Records supplied:
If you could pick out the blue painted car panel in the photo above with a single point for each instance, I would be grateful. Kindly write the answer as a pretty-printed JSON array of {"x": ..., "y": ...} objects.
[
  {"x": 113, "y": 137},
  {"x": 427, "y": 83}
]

Prompt:
Each record must be repeated exactly as it is.

Result of the task:
If you could pick out the blue painted car panel in the photo above with a single point for each instance, I would be grateful. Kindly write the answer as a pretty-printed JSON array of {"x": ..., "y": ...} objects.
[
  {"x": 113, "y": 137},
  {"x": 427, "y": 83}
]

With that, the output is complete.